──────── MATERIAL FOR THIS TASK

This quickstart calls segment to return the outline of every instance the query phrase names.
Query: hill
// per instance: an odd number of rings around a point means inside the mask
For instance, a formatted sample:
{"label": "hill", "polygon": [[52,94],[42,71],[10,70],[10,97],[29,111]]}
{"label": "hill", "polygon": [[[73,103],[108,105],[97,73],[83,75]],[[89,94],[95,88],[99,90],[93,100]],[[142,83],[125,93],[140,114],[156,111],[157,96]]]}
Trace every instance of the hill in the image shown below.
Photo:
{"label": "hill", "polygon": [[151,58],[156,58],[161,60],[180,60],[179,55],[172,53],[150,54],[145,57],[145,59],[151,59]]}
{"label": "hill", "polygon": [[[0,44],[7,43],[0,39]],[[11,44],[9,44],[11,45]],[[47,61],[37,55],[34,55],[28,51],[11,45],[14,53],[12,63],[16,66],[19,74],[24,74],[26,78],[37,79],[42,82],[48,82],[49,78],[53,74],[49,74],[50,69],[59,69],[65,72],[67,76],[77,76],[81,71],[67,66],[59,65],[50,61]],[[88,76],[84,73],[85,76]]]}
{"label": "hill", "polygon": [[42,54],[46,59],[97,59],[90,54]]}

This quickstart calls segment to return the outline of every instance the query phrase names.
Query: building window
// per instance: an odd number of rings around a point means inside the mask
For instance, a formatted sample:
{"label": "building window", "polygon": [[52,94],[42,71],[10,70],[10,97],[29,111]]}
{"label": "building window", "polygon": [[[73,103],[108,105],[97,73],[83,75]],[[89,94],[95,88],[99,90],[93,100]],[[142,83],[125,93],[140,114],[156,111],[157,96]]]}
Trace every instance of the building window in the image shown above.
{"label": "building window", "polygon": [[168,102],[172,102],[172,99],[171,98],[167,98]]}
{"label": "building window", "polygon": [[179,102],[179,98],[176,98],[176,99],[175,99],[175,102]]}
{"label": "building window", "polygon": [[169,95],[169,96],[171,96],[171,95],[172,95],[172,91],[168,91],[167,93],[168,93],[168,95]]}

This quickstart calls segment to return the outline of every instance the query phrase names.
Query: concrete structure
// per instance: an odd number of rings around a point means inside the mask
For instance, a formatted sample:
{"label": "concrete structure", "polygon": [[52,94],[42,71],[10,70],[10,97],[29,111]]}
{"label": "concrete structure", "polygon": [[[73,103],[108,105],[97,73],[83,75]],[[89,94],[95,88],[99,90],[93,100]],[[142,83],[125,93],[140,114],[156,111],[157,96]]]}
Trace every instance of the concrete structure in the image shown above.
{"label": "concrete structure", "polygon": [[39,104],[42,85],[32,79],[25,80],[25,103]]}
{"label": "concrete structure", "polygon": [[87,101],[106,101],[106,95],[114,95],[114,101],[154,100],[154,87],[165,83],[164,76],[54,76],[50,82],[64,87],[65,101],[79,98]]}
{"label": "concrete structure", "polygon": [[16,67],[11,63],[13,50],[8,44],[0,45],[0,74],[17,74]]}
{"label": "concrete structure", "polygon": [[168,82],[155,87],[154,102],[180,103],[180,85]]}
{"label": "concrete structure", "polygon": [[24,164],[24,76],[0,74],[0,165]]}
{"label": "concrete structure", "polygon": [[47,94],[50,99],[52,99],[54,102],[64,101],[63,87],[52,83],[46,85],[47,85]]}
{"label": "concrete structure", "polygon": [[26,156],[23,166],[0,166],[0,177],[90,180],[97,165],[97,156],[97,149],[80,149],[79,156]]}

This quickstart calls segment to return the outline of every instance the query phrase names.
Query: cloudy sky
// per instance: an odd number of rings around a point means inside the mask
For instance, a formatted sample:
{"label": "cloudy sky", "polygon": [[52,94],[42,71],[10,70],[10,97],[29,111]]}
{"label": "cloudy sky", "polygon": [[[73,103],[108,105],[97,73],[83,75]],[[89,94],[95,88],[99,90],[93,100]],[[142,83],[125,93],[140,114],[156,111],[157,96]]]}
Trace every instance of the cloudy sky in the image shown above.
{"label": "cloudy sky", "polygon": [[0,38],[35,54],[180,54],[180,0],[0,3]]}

────────────────

Repeat the material above exactly.

▶ **ANSWER TO THIS TASK**
This quickstart calls segment to return the outline of every instance the query phrase names.
Query: hill
// per instance: an odd number of rings around a point means inside the mask
For instance, a formatted sample:
{"label": "hill", "polygon": [[52,94],[42,71],[10,70],[10,97],[29,111]]}
{"label": "hill", "polygon": [[[73,103],[108,105],[97,73],[83,75]],[[89,94],[95,88],[99,90],[93,100]],[[142,83],[125,93],[140,114],[156,111],[157,96]]]}
Trace every instance of the hill in the image shown below.
Photo:
{"label": "hill", "polygon": [[151,58],[156,58],[161,60],[180,60],[179,55],[172,53],[150,54],[145,57],[145,59],[151,59]]}
{"label": "hill", "polygon": [[[0,44],[7,43],[0,39]],[[11,44],[9,44],[11,45]],[[47,61],[37,55],[34,55],[28,51],[11,45],[14,53],[12,63],[16,66],[19,74],[24,74],[26,78],[37,79],[42,82],[48,82],[49,78],[53,74],[49,74],[50,69],[59,69],[65,72],[67,76],[77,76],[81,71],[67,66],[59,65],[50,61]],[[88,76],[84,73],[85,76]]]}
{"label": "hill", "polygon": [[42,54],[46,59],[97,59],[90,54]]}

This quickstart calls segment to return the outline of every instance the query phrase names.
Query: building window
// per instance: an odd number of rings around a point means inside the mask
For instance, a formatted sample:
{"label": "building window", "polygon": [[52,94],[42,71],[10,70],[10,97],[29,111]]}
{"label": "building window", "polygon": [[[73,103],[108,105],[97,73],[83,75]],[[89,94],[95,88],[99,90],[93,100]],[[142,83],[125,93],[140,114],[156,111],[157,96]]]}
Trace every instance of the building window in the image shown above.
{"label": "building window", "polygon": [[168,102],[172,102],[172,99],[171,98],[167,98]]}
{"label": "building window", "polygon": [[179,102],[179,98],[176,98],[176,99],[175,99],[175,102]]}
{"label": "building window", "polygon": [[169,95],[169,96],[171,96],[171,95],[172,95],[172,91],[168,91],[167,93],[168,93],[168,95]]}

This quickstart calls segment to return the outline of every instance the query phrase names.
Query: concrete structure
// per instance: an odd number of rings around a point means inside the mask
For instance, a formatted sample:
{"label": "concrete structure", "polygon": [[52,94],[42,71],[10,70],[10,97],[29,111]]}
{"label": "concrete structure", "polygon": [[[73,103],[108,105],[97,73],[83,75]],[[89,94],[95,88],[99,90],[93,100]],[[142,83],[125,93],[140,114],[156,111],[157,96]]]}
Trace every instance of the concrete structure in the image shown above.
{"label": "concrete structure", "polygon": [[39,104],[42,85],[32,79],[25,80],[25,103]]}
{"label": "concrete structure", "polygon": [[87,101],[106,101],[106,95],[114,95],[114,101],[154,100],[154,87],[165,83],[164,76],[54,76],[50,82],[64,87],[65,101],[79,98]]}
{"label": "concrete structure", "polygon": [[16,67],[11,63],[13,50],[8,44],[0,45],[0,74],[17,74]]}
{"label": "concrete structure", "polygon": [[168,82],[155,87],[154,102],[180,103],[180,85]]}
{"label": "concrete structure", "polygon": [[24,164],[24,76],[0,74],[0,165]]}
{"label": "concrete structure", "polygon": [[47,94],[50,99],[52,99],[54,102],[64,101],[63,87],[52,83],[46,85],[47,85]]}
{"label": "concrete structure", "polygon": [[26,156],[23,166],[0,166],[0,177],[90,180],[97,165],[97,156],[97,149],[80,149],[79,156]]}

This quickstart calls segment to return the outline of every instance the query phrase names.
Query: cloudy sky
// per instance: an odd number of rings around a point means inside the mask
For instance, a formatted sample:
{"label": "cloudy sky", "polygon": [[52,94],[42,71],[10,70],[10,97],[29,111]]}
{"label": "cloudy sky", "polygon": [[[73,103],[108,105],[97,73],[83,75]],[[89,94],[95,88],[99,90],[93,100]],[[142,83],[125,93],[140,114],[156,111],[157,96]]]}
Trace every instance of the cloudy sky in the image shown above.
{"label": "cloudy sky", "polygon": [[0,38],[35,54],[180,54],[180,0],[0,3]]}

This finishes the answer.